Locate every line in the entries below that contains the word "collar", and copy each such line.

--- start of Provided entries ---

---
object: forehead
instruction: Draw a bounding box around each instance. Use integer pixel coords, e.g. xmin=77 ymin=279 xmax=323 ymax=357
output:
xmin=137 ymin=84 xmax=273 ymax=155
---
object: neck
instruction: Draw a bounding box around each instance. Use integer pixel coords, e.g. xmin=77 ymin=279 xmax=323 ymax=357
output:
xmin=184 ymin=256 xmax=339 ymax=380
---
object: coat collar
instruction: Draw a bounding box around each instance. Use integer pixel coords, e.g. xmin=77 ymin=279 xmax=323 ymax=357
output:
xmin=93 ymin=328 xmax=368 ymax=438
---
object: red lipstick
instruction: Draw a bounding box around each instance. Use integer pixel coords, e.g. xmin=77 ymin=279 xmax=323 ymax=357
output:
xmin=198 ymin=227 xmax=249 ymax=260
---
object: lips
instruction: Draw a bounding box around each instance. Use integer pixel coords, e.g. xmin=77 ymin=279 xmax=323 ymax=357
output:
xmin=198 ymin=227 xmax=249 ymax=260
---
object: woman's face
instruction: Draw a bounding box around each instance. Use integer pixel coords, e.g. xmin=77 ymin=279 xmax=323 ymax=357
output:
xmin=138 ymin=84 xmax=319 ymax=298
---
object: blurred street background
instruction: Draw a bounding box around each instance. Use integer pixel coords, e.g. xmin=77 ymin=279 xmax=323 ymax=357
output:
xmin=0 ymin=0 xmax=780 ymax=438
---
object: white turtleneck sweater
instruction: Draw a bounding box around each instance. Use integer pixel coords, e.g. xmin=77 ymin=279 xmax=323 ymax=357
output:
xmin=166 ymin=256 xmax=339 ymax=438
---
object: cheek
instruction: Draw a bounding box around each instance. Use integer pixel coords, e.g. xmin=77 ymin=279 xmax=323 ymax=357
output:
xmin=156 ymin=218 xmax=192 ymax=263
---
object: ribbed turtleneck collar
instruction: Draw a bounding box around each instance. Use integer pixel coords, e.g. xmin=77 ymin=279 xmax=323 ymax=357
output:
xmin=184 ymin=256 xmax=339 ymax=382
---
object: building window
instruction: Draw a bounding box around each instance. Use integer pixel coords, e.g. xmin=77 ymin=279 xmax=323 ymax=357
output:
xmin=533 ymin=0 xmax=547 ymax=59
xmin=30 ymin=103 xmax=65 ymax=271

--- end of Provided entries ---

Problem solution:
object: coat collar
object: ribbed turtleneck collar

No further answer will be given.